RECORD EXTRACTS section start

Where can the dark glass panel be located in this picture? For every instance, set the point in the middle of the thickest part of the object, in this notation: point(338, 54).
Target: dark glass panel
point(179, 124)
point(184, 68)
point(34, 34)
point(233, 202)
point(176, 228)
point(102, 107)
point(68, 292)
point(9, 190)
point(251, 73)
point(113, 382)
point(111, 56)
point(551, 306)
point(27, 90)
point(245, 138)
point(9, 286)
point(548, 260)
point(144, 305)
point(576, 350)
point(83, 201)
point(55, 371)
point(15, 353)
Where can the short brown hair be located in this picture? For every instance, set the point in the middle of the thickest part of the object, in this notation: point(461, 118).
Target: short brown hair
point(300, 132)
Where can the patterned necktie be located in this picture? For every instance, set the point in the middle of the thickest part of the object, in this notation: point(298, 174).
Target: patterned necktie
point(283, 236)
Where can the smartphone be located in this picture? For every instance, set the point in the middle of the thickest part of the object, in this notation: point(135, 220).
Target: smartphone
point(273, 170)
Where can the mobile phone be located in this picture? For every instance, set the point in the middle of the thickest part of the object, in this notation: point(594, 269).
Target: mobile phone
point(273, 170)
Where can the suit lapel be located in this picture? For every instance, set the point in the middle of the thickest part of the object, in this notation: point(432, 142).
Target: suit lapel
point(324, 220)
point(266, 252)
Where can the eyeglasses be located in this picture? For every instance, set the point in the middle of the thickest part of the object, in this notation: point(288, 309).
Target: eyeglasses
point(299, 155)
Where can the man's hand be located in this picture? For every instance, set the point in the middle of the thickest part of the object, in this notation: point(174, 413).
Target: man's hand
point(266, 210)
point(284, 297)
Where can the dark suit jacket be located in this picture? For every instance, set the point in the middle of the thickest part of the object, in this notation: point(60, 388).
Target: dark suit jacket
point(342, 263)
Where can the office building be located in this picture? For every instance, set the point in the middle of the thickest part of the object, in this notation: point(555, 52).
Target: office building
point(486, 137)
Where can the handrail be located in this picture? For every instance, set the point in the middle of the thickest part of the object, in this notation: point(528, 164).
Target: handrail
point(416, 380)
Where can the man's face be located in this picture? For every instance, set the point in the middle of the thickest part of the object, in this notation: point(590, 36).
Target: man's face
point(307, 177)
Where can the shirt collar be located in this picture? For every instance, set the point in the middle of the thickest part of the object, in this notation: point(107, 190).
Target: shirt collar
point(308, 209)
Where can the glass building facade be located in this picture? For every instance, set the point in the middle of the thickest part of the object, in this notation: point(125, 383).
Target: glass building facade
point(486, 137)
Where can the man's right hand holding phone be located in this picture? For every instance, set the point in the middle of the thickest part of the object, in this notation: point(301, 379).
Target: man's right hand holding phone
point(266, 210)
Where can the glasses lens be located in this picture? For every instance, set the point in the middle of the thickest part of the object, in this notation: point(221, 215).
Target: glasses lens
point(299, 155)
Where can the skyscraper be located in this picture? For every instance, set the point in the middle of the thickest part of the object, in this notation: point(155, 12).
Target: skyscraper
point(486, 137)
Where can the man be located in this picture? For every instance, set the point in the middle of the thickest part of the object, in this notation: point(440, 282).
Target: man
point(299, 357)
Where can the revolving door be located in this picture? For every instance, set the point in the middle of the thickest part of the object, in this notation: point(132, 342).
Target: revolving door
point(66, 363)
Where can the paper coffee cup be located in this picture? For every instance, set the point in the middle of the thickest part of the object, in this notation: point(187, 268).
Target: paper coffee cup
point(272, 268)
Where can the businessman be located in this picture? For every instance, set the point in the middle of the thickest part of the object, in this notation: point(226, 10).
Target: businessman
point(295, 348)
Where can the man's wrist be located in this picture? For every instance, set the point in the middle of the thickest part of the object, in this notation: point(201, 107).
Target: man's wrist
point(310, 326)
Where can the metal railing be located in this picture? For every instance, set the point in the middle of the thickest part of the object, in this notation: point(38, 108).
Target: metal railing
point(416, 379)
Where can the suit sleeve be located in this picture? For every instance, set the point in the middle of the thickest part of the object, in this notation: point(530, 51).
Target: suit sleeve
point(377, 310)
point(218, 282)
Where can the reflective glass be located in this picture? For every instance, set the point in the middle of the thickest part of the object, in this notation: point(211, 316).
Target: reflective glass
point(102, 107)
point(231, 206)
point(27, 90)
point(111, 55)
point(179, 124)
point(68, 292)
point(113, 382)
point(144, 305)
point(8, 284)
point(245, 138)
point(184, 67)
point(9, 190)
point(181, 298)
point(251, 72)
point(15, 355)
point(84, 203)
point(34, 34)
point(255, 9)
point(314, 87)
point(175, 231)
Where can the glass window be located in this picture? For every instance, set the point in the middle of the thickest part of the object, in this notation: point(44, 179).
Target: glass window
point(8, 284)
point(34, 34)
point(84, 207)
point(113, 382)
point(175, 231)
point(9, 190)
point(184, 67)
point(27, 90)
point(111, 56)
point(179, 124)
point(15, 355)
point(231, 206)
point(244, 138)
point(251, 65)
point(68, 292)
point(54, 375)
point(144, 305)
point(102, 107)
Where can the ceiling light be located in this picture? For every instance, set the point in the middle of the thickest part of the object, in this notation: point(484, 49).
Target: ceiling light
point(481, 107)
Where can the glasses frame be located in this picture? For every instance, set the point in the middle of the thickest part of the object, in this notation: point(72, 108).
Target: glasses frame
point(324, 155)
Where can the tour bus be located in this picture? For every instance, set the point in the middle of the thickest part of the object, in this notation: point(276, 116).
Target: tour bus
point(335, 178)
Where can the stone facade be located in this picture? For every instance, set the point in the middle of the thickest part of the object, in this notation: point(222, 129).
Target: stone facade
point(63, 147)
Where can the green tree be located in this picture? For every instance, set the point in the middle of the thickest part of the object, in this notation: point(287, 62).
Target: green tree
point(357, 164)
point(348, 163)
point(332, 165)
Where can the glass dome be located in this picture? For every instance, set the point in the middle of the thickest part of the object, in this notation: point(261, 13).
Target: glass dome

RECORD EXTRACTS section end

◆ **TASK GOAL**: Scan the entries above for the string "dome", and copy every line where it turns up.

◆ **RESPONSE**:
Where can the glass dome be located in this picture? For every instance, set the point in the middle of the thickest part of the object, in this notation: point(261, 13).
Target: glass dome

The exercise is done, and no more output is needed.